[Region outline entries]
++++
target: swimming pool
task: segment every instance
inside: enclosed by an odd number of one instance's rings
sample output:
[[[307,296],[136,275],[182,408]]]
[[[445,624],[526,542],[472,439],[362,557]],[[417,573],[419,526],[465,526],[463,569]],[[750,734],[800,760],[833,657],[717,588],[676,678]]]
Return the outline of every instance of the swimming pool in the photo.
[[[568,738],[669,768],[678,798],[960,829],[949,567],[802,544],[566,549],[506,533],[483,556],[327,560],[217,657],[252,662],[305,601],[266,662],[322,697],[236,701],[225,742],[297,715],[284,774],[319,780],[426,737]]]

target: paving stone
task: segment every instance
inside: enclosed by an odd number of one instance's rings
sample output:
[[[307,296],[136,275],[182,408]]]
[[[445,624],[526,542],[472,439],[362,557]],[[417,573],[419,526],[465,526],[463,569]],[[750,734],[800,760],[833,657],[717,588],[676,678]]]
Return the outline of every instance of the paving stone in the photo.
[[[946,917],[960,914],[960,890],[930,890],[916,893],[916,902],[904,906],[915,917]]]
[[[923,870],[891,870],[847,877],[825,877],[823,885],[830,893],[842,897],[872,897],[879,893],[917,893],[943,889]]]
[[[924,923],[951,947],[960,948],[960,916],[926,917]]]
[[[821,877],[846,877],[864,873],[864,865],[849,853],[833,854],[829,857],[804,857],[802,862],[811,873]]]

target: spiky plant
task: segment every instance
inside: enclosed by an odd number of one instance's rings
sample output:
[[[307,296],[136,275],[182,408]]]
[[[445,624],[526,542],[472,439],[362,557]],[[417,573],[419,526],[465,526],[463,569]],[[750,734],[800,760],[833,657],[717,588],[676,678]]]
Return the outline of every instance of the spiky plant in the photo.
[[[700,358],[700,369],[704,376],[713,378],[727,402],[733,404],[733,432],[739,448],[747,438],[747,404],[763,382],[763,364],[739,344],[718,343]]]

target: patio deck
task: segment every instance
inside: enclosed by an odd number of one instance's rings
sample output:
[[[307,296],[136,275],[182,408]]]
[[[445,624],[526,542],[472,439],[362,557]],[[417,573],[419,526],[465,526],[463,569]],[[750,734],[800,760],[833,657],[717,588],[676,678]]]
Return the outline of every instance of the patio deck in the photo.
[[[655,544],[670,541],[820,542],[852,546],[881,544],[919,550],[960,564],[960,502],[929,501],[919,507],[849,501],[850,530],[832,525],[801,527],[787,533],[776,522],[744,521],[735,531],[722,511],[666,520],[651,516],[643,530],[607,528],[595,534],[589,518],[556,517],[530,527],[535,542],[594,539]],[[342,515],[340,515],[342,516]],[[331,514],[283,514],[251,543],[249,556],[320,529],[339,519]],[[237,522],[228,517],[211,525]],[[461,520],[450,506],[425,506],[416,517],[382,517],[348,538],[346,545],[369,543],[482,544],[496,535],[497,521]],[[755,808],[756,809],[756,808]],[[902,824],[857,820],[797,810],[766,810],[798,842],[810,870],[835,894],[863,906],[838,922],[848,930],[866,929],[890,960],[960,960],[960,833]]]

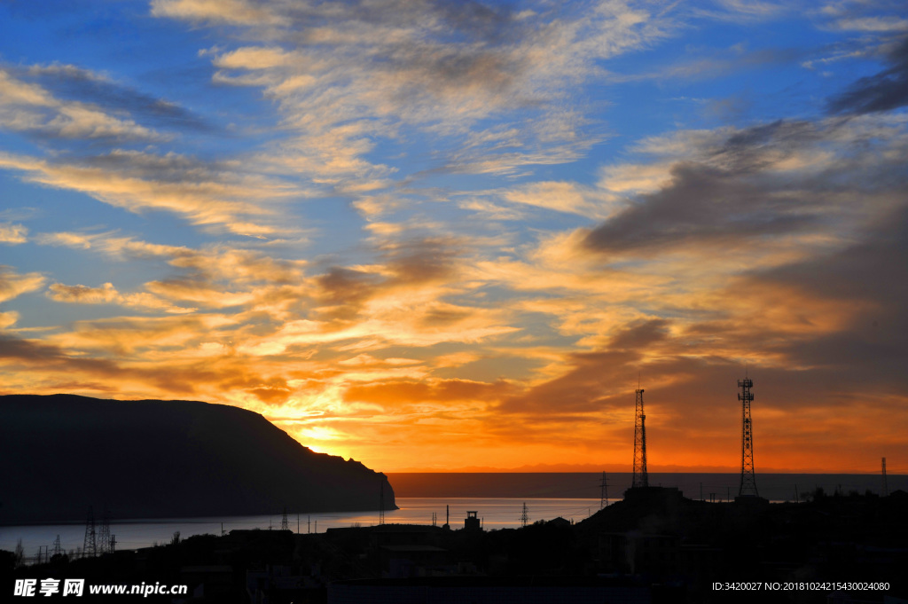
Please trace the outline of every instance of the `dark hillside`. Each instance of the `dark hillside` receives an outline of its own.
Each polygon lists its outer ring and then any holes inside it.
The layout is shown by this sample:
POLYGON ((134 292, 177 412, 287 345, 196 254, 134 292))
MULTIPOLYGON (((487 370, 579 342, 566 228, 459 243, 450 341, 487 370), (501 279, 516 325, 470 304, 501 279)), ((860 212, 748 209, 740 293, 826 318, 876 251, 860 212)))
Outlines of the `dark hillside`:
POLYGON ((258 413, 190 401, 0 397, 0 524, 375 510, 383 474, 258 413))

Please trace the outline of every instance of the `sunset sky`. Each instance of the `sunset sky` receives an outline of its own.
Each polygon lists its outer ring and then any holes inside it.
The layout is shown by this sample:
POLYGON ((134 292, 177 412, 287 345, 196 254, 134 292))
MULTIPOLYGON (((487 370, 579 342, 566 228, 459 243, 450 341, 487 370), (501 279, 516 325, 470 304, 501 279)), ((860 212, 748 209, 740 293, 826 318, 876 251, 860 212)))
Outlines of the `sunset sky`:
POLYGON ((903 0, 0 3, 0 393, 382 471, 908 472, 903 0))

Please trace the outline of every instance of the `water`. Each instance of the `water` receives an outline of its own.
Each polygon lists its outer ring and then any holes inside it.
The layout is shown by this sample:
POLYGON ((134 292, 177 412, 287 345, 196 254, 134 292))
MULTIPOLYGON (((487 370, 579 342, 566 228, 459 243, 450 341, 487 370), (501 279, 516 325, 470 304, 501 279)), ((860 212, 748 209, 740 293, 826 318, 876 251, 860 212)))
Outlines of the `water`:
MULTIPOLYGON (((487 530, 493 529, 517 528, 520 526, 523 504, 527 503, 529 521, 551 520, 558 516, 579 521, 599 509, 599 500, 592 499, 528 499, 509 498, 428 498, 400 497, 397 504, 400 510, 385 512, 386 523, 431 524, 432 512, 436 514, 436 523, 445 523, 445 505, 450 506, 450 525, 452 529, 463 527, 468 510, 476 510, 487 530)), ((228 516, 225 518, 168 518, 160 520, 130 520, 111 522, 111 534, 116 537, 116 549, 137 550, 155 543, 168 543, 174 531, 180 531, 180 538, 192 535, 220 535, 222 530, 234 529, 273 530, 281 528, 281 515, 271 516, 228 516)), ((378 524, 379 512, 337 512, 320 514, 288 514, 290 529, 296 532, 324 532, 326 529, 351 527, 357 524, 369 526, 378 524), (299 522, 299 523, 298 523, 299 522)), ((36 557, 38 548, 54 550, 54 540, 60 536, 61 547, 68 551, 82 548, 84 542, 84 523, 53 524, 41 526, 0 527, 0 550, 13 551, 18 540, 25 551, 25 557, 36 557)))
MULTIPOLYGON (((385 512, 385 521, 401 524, 431 524, 435 512, 437 524, 445 522, 445 505, 450 505, 452 529, 463 527, 468 510, 476 510, 489 530, 516 528, 520 525, 524 502, 530 521, 548 520, 558 516, 579 521, 599 509, 601 473, 475 473, 475 474, 390 474, 400 510, 385 512), (470 495, 454 497, 453 495, 470 495), (431 495, 431 496, 429 496, 431 495)), ((630 486, 629 473, 607 475, 610 500, 620 499, 630 486)), ((737 493, 739 474, 650 473, 652 486, 677 487, 690 499, 724 500, 737 493)), ((803 496, 817 487, 827 494, 836 490, 878 493, 881 477, 876 474, 756 474, 760 495, 772 501, 794 500, 794 493, 803 496)), ((890 491, 908 490, 908 476, 890 475, 890 491)), ((224 518, 185 518, 163 520, 115 520, 111 533, 116 537, 117 550, 136 550, 154 543, 167 543, 175 531, 182 538, 191 535, 220 535, 222 530, 281 528, 280 513, 271 516, 234 516, 224 518)), ((378 511, 339 512, 289 515, 291 530, 324 532, 326 529, 350 527, 356 524, 378 524, 378 511)), ((21 539, 25 556, 34 558, 38 548, 53 550, 54 540, 66 551, 83 547, 84 522, 44 526, 0 527, 0 550, 12 551, 21 539)))

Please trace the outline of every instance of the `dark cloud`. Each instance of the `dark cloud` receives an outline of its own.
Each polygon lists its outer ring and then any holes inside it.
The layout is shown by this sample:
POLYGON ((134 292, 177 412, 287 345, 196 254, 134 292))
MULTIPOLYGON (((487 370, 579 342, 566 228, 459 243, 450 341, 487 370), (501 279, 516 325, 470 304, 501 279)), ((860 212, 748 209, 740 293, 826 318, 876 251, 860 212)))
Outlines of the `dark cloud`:
POLYGON ((908 104, 908 37, 886 54, 888 69, 863 77, 827 104, 832 114, 872 114, 908 104))
POLYGON ((612 338, 609 348, 633 350, 651 346, 666 339, 669 325, 666 319, 638 322, 612 338))
POLYGON ((848 118, 830 118, 777 121, 712 147, 691 144, 691 159, 671 165, 667 183, 632 199, 583 243, 607 255, 651 257, 827 231, 847 206, 874 196, 889 203, 902 190, 908 181, 902 134, 882 122, 853 127, 848 118), (881 153, 871 163, 866 153, 874 147, 881 153))
MULTIPOLYGON (((651 255, 685 244, 737 247, 746 240, 797 232, 816 223, 816 208, 749 168, 698 163, 672 168, 671 184, 593 229, 584 243, 606 253, 651 255), (798 213, 791 212, 793 206, 798 213), (808 211, 809 210, 809 211, 808 211)), ((809 200, 815 201, 815 200, 809 200)))
POLYGON ((371 297, 380 282, 376 275, 339 266, 331 268, 315 281, 321 288, 320 298, 324 302, 357 309, 371 297))
POLYGON ((448 277, 454 271, 459 250, 446 239, 414 239, 382 250, 382 256, 394 272, 393 283, 419 283, 448 277))
POLYGON ((89 103, 114 114, 126 112, 145 125, 197 133, 214 130, 205 119, 175 103, 100 77, 76 65, 35 66, 20 73, 34 77, 57 98, 89 103))
POLYGON ((344 392, 347 401, 400 405, 425 401, 499 400, 514 387, 507 381, 488 383, 465 380, 440 380, 436 382, 392 381, 351 386, 344 392))

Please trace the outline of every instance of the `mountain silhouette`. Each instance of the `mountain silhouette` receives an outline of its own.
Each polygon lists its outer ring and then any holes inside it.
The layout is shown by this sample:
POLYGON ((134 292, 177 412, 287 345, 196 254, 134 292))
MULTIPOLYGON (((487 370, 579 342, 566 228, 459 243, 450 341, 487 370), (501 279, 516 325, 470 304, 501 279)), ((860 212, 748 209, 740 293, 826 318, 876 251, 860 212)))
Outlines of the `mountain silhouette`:
POLYGON ((396 509, 384 474, 192 401, 0 396, 0 524, 396 509))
++++
◆ **PROBLEM REQUIREMENTS**
Locate every line in the rows above that contains the string "stone", and copy each of those lines.

◆ **COMPLETED EXERCISE**
target: paving stone
Return the outline of every instance of the paving stone in the photo.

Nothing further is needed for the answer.